- _Problem to work on_
Turn every line of the records below into a JSON list of strings, one string per line, leaving out any blank lines.

####

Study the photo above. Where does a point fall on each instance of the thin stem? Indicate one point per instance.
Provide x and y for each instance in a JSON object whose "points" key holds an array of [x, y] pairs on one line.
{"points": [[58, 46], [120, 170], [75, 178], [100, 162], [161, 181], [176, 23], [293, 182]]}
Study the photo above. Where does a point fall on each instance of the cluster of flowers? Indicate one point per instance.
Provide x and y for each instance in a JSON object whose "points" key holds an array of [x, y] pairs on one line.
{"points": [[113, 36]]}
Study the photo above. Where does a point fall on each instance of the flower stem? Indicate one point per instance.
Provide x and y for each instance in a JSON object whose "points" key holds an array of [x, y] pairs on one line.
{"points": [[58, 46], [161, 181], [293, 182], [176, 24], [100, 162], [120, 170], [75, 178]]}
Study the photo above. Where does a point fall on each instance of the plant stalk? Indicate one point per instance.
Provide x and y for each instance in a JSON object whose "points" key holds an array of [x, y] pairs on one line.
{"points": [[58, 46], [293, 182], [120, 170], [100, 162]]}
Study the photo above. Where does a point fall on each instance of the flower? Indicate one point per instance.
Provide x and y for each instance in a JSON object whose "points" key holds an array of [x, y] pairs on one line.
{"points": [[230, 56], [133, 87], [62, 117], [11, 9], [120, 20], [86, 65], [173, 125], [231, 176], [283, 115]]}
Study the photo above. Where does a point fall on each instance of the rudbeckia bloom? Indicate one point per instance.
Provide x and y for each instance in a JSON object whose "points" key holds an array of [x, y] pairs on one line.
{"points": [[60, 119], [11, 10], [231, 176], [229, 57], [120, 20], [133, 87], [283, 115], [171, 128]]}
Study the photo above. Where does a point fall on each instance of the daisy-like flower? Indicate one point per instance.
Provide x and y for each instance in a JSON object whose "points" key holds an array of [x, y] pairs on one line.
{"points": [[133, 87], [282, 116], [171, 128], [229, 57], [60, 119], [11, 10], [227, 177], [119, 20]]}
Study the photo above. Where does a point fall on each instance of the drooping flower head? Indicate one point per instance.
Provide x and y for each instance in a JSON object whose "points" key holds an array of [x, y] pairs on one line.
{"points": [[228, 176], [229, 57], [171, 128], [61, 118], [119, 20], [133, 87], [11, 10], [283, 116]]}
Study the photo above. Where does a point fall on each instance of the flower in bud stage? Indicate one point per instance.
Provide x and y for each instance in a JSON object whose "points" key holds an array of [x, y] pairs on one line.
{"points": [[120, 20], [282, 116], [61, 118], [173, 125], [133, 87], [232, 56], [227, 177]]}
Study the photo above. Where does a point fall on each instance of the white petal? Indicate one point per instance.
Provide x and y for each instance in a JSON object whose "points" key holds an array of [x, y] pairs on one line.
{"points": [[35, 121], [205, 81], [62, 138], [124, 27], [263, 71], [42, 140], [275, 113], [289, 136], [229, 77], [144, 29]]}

####

- _The result_
[
  "Study the photo above. Where does a point fall on each instance of the thin stem? Indicate one point per instance.",
  "Provide x and y for each instance in a JSON object whose \"points\" key holds an array of [x, y] pairs on one line.",
  "{\"points\": [[58, 46], [120, 170], [75, 178], [100, 162], [161, 181], [176, 23], [293, 182]]}",
  "Study the photo above. Where does a point fall on each instance of the cluster of flowers? Indicate one point per instance.",
  "Provide x and y for each instance in a JSON object whose \"points\" key holds an array of [x, y] pairs on one line.",
  "{\"points\": [[113, 36]]}",
  "Study the photo above. Where does a point fall on each instance of the flower stem? Indicate one point per instance.",
  "Provide x and y for each instance in a JSON object whose \"points\" key holds an array of [x, y] pairs on one line.",
  "{\"points\": [[58, 46], [161, 181], [293, 182], [176, 24], [100, 162], [120, 170], [75, 178]]}",
  "Study the photo above. Where does a point fall on each instance of the plant stalk? Indicate one point per instance.",
  "Provide x and y for each instance in a JSON object whose \"points\" key holds an array of [x, y] pairs on one line.",
  "{\"points\": [[58, 46], [293, 182], [120, 170], [100, 162]]}",
  "Study the photo above. Where does a point fall on each instance of the flower? Indicate one point per instance.",
  "Provide x and y for each instance in a JSON object whose \"points\" key holds an array of [x, y] pairs on one line.",
  "{\"points\": [[230, 56], [133, 87], [62, 117], [11, 9], [120, 20], [86, 65], [173, 125], [231, 176], [283, 115]]}",
  "Study the photo above. Where does a point fall on each instance of the rudbeckia bloom? Indicate one point per instance.",
  "Provide x and y for each instance in a JSON object whose \"points\" key holds an array of [x, y] pairs on one line.",
  "{\"points\": [[60, 119], [11, 10], [231, 176], [229, 57], [120, 20], [133, 87], [283, 115], [171, 128]]}",
  "Study the photo above. Where does a point fall on each instance of the daisy-like flower? Indicate one point per instance.",
  "Provide x and y for each instance in a JSON object whose \"points\" key holds an array of [x, y] pairs on one line.",
  "{\"points\": [[133, 87], [282, 116], [171, 128], [229, 57], [60, 119], [11, 10], [227, 177], [119, 20]]}",
  "Study the photo above. Where does a point fall on each instance of the drooping flower head? Indicate one point per instance.",
  "Provide x and y for each instance in a JSON object whose \"points\" key holds an array of [x, y] pairs on one line.",
  "{\"points\": [[228, 176], [229, 57], [171, 128], [61, 118], [119, 20], [133, 87], [11, 10], [283, 116]]}",
  "Study the photo above. Where does a point fall on each instance of the flower in bud stage? Indicate one point per instance.",
  "Provide x and y for each instance in a JSON object whose \"points\" key holds an array of [x, y] pairs on one line.",
  "{\"points\": [[120, 20], [282, 116], [61, 118], [173, 125], [133, 87], [232, 56], [227, 177]]}",
  "Study the photo above. Where does a point fall on each instance of the white petal? Indicate one point per instance.",
  "Provide x and y for each instance in a JSON object whose \"points\" key holds an array of [x, y] pairs on one line.",
  "{\"points\": [[35, 121], [205, 81], [62, 138], [124, 27], [263, 71], [42, 140], [275, 113], [289, 136], [229, 77], [144, 29]]}"
]